## Action item
Where the string "eyebrow" shows up in a line of the records, copy that line.
[Opening Data to process section]
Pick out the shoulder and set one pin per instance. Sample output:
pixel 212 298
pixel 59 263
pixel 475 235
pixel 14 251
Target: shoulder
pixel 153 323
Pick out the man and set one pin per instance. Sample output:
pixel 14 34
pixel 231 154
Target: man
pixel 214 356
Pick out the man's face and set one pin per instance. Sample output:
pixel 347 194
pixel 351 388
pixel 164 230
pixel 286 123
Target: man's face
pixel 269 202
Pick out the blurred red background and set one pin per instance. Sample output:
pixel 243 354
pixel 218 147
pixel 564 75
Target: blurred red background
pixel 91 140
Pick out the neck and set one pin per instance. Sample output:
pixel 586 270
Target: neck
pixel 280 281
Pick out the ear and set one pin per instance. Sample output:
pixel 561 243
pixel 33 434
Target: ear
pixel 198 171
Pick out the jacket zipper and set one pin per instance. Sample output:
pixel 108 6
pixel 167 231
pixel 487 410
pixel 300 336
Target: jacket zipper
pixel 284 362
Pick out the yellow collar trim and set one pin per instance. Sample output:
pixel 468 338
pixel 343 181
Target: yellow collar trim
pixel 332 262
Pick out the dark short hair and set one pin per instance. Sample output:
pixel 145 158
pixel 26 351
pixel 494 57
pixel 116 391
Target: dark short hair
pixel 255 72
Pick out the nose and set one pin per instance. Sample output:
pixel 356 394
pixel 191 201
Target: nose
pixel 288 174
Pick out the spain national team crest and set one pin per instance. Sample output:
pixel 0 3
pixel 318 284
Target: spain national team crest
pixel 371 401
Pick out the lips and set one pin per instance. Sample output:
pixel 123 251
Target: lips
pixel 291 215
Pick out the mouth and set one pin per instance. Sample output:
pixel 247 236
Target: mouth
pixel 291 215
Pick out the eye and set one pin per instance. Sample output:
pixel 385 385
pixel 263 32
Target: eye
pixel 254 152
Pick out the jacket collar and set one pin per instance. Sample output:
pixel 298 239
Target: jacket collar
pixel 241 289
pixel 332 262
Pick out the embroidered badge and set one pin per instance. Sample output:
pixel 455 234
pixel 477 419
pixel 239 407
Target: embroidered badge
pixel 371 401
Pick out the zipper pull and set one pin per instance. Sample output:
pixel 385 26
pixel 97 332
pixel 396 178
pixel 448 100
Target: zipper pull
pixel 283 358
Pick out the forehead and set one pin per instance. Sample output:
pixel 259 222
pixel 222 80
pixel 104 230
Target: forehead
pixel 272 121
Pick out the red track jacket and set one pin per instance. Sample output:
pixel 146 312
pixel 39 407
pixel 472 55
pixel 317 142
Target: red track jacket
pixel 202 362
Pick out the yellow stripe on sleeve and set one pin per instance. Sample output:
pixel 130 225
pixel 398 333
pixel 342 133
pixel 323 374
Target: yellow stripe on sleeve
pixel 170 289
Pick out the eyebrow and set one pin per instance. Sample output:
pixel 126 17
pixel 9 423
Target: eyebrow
[Closing Data to process section]
## Answer below
Pick out the eyebrow and set one pin per instance. Sample output:
Target: eyebrow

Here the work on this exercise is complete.